WHAT TO DO >> The full listing should be transcribed verbatim.

SUPPLIED RECORDS >>
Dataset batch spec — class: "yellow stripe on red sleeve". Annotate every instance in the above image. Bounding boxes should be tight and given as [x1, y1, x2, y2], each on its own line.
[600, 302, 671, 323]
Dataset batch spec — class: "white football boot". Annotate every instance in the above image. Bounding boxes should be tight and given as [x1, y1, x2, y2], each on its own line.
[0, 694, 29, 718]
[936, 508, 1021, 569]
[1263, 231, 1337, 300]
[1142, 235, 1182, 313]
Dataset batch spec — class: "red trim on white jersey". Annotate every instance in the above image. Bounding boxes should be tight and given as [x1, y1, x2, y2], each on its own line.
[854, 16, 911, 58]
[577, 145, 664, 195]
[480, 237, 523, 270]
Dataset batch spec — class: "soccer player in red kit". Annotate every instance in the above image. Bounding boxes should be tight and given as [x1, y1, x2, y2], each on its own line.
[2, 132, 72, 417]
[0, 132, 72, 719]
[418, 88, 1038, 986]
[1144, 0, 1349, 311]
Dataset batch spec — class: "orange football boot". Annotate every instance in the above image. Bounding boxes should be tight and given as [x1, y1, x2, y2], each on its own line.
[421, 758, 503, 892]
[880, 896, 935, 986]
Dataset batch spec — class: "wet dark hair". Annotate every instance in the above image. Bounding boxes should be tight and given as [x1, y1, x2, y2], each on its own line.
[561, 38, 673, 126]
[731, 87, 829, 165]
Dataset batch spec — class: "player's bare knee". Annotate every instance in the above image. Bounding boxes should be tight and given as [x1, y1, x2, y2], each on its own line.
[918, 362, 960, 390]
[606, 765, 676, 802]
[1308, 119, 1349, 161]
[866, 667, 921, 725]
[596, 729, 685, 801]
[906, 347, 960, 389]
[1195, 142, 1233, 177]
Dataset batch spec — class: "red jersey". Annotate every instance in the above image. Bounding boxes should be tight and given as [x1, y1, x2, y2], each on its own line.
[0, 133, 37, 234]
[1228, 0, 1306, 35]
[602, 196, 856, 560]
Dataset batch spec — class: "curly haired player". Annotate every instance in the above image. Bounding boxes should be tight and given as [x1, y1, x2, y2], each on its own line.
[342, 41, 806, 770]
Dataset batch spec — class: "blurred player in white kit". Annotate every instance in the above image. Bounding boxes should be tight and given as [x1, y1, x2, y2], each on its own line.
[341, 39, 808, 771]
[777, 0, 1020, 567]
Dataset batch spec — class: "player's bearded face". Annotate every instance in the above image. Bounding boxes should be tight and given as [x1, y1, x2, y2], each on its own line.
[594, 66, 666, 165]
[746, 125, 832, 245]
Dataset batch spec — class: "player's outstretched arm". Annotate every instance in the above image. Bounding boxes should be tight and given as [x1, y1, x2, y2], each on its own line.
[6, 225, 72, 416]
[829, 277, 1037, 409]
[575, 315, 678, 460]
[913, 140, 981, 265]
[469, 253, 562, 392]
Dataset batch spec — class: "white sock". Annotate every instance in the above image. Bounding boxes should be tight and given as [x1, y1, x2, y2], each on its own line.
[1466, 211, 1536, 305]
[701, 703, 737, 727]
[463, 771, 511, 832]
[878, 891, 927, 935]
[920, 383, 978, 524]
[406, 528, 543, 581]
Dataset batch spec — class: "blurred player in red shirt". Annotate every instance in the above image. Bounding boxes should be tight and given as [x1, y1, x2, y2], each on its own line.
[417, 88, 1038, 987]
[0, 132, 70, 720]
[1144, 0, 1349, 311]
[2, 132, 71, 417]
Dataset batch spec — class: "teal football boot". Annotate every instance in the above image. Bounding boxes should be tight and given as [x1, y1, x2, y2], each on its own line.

SOLUTION FOR THIS EXERCISE >>
Dataset batch spec — class: "yellow stripe on red sleeve". Annotate every instance in the above image. Bounding boxes should be tight and given as [x1, y1, x2, y2], each on its own line.
[600, 302, 671, 323]
Dataset batch spec — class: "white football boot". Annotate every instance in the above image. Bounding boxes should be tight and given as [x1, y1, x2, y2], each on its own line.
[0, 694, 29, 718]
[936, 508, 1021, 569]
[1263, 231, 1337, 300]
[1142, 235, 1182, 313]
Dataset batch spec — class: "red trim on white jersey". Annotate every instance in the above image. Bounding boxes should be tight and given as [x1, y1, x2, y2], each on its own line.
[854, 16, 911, 58]
[577, 145, 664, 195]
[480, 237, 523, 270]
Dataset batch spec — class: "soccer player in red kit". Annotate every instance in the above image. Bounding boxes should be tight and given as [x1, y1, x2, y2], each on its own line.
[2, 132, 72, 417]
[0, 132, 72, 719]
[418, 88, 1038, 986]
[1144, 0, 1349, 311]
Dataset batch spec — class: "orange football boot". Annotate every instance in the above image. Bounding boxes should be tight and given as [x1, y1, x2, y2], each on its own line.
[421, 758, 503, 892]
[880, 896, 935, 986]
Dataset batch spec — class: "wet dark hair". Annotate every instance in the above image. Bounding boxes should be tight and given as [x1, y1, x2, y2], each on its own line.
[561, 38, 673, 126]
[731, 87, 829, 165]
Dataset batch spec — class: "player's bare knee". Annotate every instance in the above image. Bounding boxes should be tight and given as [x1, y1, x2, y2], each on its own line.
[918, 362, 960, 390]
[606, 765, 676, 802]
[1308, 119, 1349, 161]
[866, 667, 921, 725]
[596, 729, 685, 801]
[906, 347, 960, 389]
[1195, 142, 1233, 177]
Dataset batch spec — class: "red jersey". Annotate every instance in the above image. Bounding boxes should be tight and given as [x1, y1, x2, y2], each on its own line.
[0, 133, 37, 234]
[1228, 0, 1306, 35]
[602, 196, 856, 560]
Dataset batch spec — class: "curly haired player". Annotate every instance in the above image. Bounding boxes should be tight and given as [x1, y1, x2, y2], each on its own line.
[342, 41, 806, 770]
Dataset batch spec — class: "blurred player in white kit". Annotate every instance in the above image. Bounding boxes should be tight and given as [x1, y1, x2, y2], each on its own line.
[341, 39, 808, 771]
[777, 0, 1020, 567]
Dataset batch spec — class: "player's bearded face". Annotate every instance in the above image. Bounding boxes should be tight and given as [x1, y1, x2, y2], each on its own line.
[594, 66, 666, 165]
[746, 125, 832, 245]
Dataset batch spec — class: "player's outstretched arm". Annotate every instance in the above image. Bounding boxes should be tight and given as [x1, y1, x2, y2], each on its own line.
[6, 225, 72, 416]
[829, 277, 1037, 409]
[575, 315, 678, 460]
[913, 140, 981, 265]
[469, 253, 562, 392]
Dataset batch spec — class: "white sock". Annotate every instance in the above image. Bounding boxes should be tight and given as [x1, y1, x2, y2], each on its own line.
[1466, 211, 1536, 305]
[701, 703, 737, 727]
[463, 771, 511, 832]
[878, 891, 927, 935]
[920, 383, 978, 524]
[406, 528, 543, 581]
Dataset batch spec — class: "blurred player in red shirt". Annotate every instance in the above image. Bounding boxes should be tight and given as [x1, y1, x2, y2], each on its own line.
[417, 88, 1038, 987]
[0, 132, 70, 720]
[1144, 0, 1349, 311]
[2, 132, 71, 417]
Dataset batch spec — class: "teal football boot". Annotate every instance in the above image. Bounding boxes should be tight and given as [x1, y1, x2, y2], each on its own line.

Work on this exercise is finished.